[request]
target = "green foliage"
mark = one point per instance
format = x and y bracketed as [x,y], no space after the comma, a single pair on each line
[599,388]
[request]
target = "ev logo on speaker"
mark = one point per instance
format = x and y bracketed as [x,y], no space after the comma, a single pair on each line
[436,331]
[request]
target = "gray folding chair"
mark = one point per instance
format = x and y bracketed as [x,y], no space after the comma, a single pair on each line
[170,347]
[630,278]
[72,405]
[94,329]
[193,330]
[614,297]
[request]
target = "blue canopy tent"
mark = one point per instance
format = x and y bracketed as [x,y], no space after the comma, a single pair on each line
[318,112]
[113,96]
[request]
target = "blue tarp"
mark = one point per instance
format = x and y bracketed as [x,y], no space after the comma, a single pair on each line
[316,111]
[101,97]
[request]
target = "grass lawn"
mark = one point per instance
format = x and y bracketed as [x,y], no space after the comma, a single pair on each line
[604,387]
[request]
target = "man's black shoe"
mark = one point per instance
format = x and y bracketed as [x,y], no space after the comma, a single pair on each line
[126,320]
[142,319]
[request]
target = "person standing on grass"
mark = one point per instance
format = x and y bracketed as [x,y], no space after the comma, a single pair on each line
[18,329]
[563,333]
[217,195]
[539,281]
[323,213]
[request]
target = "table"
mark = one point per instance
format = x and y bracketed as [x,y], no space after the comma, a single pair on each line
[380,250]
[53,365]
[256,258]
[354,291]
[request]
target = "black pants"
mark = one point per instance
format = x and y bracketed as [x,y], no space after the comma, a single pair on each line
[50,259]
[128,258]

§ §

:: Problem to work on ::
Reproduce all of the records above with "blue" changed to "navy" wherever it occurs, and leave everything else unchanged.

:: Solved exercise ::
[request]
target = "green foliage"
mark = one point per instance
format = x and y bracketed as [x,y], no space after the comma, a single pair on each line
[599,388]
[request]
target = "ev logo on speaker"
mark = one point per instance
format = x and y bracketed as [x,y], no space after the comma, a single pair on each line
[436,331]
[request]
target = "gray folding chair"
mark = one point per instance
format = x and y bracketed as [x,y], no space after the comma, a single pair on each line
[170,347]
[630,278]
[72,405]
[94,329]
[193,330]
[614,297]
[request]
target = "navy canopy tent"
mark = one point per instance
format = x and y bracketed as [x,y], no space after the comma, a single pair on each line
[318,112]
[113,96]
[request]
target = "navy tarp"
mark = one point per instance
format = x and y bracketed as [x,y], no space after the comma, a single pair on each line
[316,111]
[101,97]
[request]
target = "grass lawn"
mark = one point per instance
format = x and y bracketed as [x,y], no space after the comma, a single pair on each line
[604,387]
[request]
target = "man's black shoe"
mark = one point per instance
format = x and y bracketed as [x,y], no space after the comma, a single pair on each line
[126,320]
[142,319]
[request]
target = "person standing on grass"
mark = one point per instance
format = x and y bracketed as [x,y], no space after the comma, a single pair on each line
[18,329]
[563,333]
[217,195]
[539,281]
[323,213]
[request]
target = "table"
mark = one point per instance
format = x and y bracketed as [x,y], no space after the comma, a single pair on each line
[380,250]
[53,365]
[256,258]
[354,291]
[request]
target = "black pants"
mark = one point per instance
format = x and y bracketed as [x,y], no space after the comma, a single pair on each line
[50,259]
[128,258]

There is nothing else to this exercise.